# EXERCISE GOAL
Return the records in full, exactly as given.

(Stored data entries)

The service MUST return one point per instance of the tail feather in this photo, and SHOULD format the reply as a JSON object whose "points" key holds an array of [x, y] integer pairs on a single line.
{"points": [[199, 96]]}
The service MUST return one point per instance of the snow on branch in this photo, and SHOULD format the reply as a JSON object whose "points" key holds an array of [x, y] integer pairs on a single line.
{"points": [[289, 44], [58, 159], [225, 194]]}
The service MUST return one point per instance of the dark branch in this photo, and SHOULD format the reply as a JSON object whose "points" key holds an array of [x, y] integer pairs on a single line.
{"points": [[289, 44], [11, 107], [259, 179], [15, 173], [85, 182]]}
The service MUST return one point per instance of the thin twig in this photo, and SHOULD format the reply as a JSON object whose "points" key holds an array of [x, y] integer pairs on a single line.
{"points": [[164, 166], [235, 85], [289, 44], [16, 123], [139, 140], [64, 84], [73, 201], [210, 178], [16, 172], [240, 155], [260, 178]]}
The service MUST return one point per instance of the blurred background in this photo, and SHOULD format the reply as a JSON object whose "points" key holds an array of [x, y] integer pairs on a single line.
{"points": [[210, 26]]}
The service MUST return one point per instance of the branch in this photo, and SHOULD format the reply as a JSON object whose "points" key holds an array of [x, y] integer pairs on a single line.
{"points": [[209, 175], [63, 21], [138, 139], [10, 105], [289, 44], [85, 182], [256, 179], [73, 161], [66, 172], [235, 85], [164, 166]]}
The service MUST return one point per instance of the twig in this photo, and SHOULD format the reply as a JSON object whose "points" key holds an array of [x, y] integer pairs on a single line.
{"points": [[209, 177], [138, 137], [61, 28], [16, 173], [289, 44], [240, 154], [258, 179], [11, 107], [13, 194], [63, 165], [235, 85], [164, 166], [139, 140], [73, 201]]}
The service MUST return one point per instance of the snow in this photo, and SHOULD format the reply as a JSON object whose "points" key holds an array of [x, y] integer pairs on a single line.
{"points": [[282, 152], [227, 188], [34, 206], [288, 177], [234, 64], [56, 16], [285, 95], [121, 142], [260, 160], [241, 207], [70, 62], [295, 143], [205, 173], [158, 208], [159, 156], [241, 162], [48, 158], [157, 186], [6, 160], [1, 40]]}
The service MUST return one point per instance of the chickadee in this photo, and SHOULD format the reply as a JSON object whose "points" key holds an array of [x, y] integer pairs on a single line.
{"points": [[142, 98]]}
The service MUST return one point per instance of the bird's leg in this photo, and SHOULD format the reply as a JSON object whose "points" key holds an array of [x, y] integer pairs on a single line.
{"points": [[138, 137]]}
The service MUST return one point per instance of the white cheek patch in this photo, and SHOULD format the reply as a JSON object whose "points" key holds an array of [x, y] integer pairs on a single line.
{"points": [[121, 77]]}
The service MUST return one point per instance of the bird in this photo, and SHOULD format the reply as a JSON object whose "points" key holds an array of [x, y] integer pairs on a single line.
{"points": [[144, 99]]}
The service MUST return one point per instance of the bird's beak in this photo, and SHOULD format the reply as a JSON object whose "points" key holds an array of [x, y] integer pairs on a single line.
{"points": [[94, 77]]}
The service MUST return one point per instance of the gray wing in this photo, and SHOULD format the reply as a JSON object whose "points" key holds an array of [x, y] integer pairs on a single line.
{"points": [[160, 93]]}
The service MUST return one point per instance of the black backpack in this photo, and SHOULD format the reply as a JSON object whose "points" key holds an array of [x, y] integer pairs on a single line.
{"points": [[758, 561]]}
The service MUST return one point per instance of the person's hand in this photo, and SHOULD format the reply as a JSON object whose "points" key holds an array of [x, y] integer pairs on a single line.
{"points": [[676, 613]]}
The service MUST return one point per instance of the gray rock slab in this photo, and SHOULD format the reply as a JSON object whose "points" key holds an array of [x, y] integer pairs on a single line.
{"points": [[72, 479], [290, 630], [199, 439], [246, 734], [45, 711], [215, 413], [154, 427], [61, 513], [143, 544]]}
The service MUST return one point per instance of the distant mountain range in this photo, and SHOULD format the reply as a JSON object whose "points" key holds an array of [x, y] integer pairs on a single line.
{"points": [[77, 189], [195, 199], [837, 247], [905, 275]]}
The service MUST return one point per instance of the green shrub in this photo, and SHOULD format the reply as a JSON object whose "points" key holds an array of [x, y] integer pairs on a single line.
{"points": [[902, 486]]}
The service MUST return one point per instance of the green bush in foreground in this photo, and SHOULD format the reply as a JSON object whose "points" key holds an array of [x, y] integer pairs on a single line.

# SOLUTION TO THIS TASK
The service MUST return one point per instance of the tail feather in this photo, and SHOULD format the reply as a JSON object whose "points" key holds an array of [x, y] integer pairs on a single line.
{"points": [[199, 96]]}
The service MUST return one point per instance of the snow on branch in this photo, and SHOULD format the reply as a JSON object whose "points" key holds an array of [x, y] integer pairs on a single line.
{"points": [[289, 44], [58, 159], [225, 194]]}
The service MUST return one point per instance of the dark branch in this photo, and SHOULD format the reply as a JSON object whose "points" key holds an array of [x, y] integer pairs on a single line.
{"points": [[289, 44], [11, 107], [259, 179], [15, 173], [85, 182]]}
The service MUST return one point per instance of the thin twig in this photo, and SHOULD format the reply as a JSON object whose "points" key holds an array of [x, y] integer pairs on a single line.
{"points": [[164, 166], [235, 85], [289, 44], [16, 123], [139, 140], [64, 84], [73, 201], [210, 178], [16, 172], [240, 155], [260, 178]]}
The service MUST return one point per instance of the blurred background in this photo, and SHOULD format the reply as a JSON object whose "points" key holds an array of [x, y] integer pairs on a single line.
{"points": [[210, 26]]}
The service MUST return one point per instance of the branch in this photo, and SHOULD format the reply as a JSON object whose "points" key holds an array of [x, y] integer pairs on a single line.
{"points": [[209, 175], [63, 21], [138, 139], [10, 105], [289, 44], [85, 182], [256, 179], [73, 161], [66, 172], [235, 85], [164, 166]]}
The service MUST return one point per instance of the twig in this photo, and SHOULD format the reply as a JSON object whose "points" key holds an array of [x, y] integer pairs on a single line.
{"points": [[209, 177], [138, 137], [61, 28], [16, 173], [289, 44], [240, 154], [258, 179], [11, 107], [13, 194], [63, 165], [235, 85], [164, 166], [139, 140], [73, 201]]}
The service MUST return one point per instance of the snow in this photo, and SHOULD format the reply as a JSON object whose "points" key holds an array of [x, y] integer pairs on a single line.
{"points": [[282, 152], [227, 188], [34, 206], [288, 177], [234, 64], [56, 16], [285, 95], [121, 142], [260, 160], [241, 207], [70, 62], [295, 143], [205, 173], [158, 208], [159, 156], [241, 162], [48, 158], [157, 186], [6, 160], [1, 40]]}
The service MUST return one point per instance of the chickadee in this photo, and SHOULD format the reply as a JSON object whose "points" key holds an array of [x, y] integer pairs on a single line.
{"points": [[142, 98]]}
The service MUST return one point per instance of the bird's leg in this photo, and SHOULD format the reply as a JSON object whose "points" key holds an array of [x, y] integer pairs on a single line.
{"points": [[138, 137]]}
The service MUST return one point per instance of the white cheek patch in this photo, and SHOULD format the reply as a JSON object whose "points" key holds an array of [x, y] integer pairs on a single line.
{"points": [[121, 77]]}
The service MUST return one point per instance of the bird in this photo, and SHOULD format the reply as a JSON object whose "points" key holds an array of [x, y] integer pairs on a single line.
{"points": [[144, 99]]}
The service MUST return one point per instance of the bird's beak in this photo, and SHOULD format the reply as a JSON object whose "points" key holds an array of [x, y] integer pairs on a single line.
{"points": [[94, 77]]}
The service MUST return one point per instance of the gray wing in this photo, and SHOULD format the reply as a JSON object whose "points" key holds an array of [x, y] integer pairs on a single line.
{"points": [[160, 93]]}
The service MUST return one point per instance of the black backpack in this photo, and SHOULD format the reply as a JSON object whose "points" key holds an array of [x, y] integer pairs on a single line.
{"points": [[758, 561]]}
The service MUST return one point per instance of the person's hand in this photo, and SHOULD format the reply as a JSON object whose "points" key holds an array of [x, y] integer pairs on a single line.
{"points": [[676, 613]]}
The service MUST return one point per instance of the gray rock slab in this photo, and SHOULD format the reply as a JSON object whose "points" key holds an array of [x, y] integer pairs on a single line.
{"points": [[72, 479], [290, 630], [199, 439], [246, 734], [45, 711], [215, 413], [154, 427], [61, 513], [143, 544]]}
The service MUST return one point per instance of the distant mountain range in this photo, and SHOULD format the reply as a JSON object whose "points" key holds an array of [x, y] integer pairs on a single line.
{"points": [[77, 189], [195, 199], [837, 247], [905, 275]]}
The service MUST return one point per instance of the green shrub in this photo, and SHOULD format the reply as a JSON object whose "points" key holds an array of [x, y] integer pairs on a single line.
{"points": [[902, 486]]}
The service MUST return one point per instance of the green bush in foreground in this photo, and SHOULD format the reply as a JSON object whose "points" key holds an array of [x, y] integer pairs on a single line.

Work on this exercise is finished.